▶ **Directions for this task**
Reproduce the whole listing below exactly.

◇ ◇ ◇ ◇

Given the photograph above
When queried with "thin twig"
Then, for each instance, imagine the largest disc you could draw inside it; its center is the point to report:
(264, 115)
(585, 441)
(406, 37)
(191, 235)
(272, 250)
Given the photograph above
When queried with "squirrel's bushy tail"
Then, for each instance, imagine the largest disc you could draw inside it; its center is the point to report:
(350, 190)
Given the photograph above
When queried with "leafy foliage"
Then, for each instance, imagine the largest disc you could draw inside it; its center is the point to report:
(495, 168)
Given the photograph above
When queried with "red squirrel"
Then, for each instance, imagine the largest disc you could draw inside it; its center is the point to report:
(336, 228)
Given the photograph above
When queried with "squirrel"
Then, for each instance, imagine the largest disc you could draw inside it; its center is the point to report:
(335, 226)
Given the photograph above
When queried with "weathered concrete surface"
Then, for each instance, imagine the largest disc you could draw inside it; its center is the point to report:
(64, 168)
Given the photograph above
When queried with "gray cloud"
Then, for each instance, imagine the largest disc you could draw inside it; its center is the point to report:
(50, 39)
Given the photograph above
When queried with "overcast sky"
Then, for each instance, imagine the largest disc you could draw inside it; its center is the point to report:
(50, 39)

◇ ◇ ◇ ◇

▶ **Answer for this exercise**
Given the photograph above
When queried with "thin twig"
Then, for each instance, imagine the largest disc you could draw inside it; its center is the point to report:
(264, 115)
(585, 441)
(406, 37)
(191, 235)
(272, 250)
Given the photograph above
When queried with "squirrel's bushy tail"
Then, for each instance, imagine the largest disc you could draw inside it; its center is the point to report:
(350, 190)
Given the photograph above
When queried with "leafy foliage"
Then, for each instance, imagine the largest disc you could draw inside it; its center is the point to report:
(495, 168)
Given the photograph above
When queried with "red squirrel"
Then, for each instance, imagine the largest disc you could draw inside it; its center is the point to report:
(336, 228)
Given the photograph above
When queried with "squirrel"
Then, for each instance, imagine the largest disc you could draw inside it; its center is the point to report:
(335, 226)
Given the photograph above
When queried with "weathered concrete surface"
Then, for each instance, imagine the largest disc you could draw inside it; its center is the point to report:
(64, 168)
Given the photograph above
When queried with "gray cloud"
Then, for each instance, imagine the largest disc you could draw inside it; its center is the point to report:
(50, 39)
Given the photograph above
When queried with "overcast sky"
Then, for each instance, imagine the largest disc you could draw inside it; its center is the point to report:
(50, 39)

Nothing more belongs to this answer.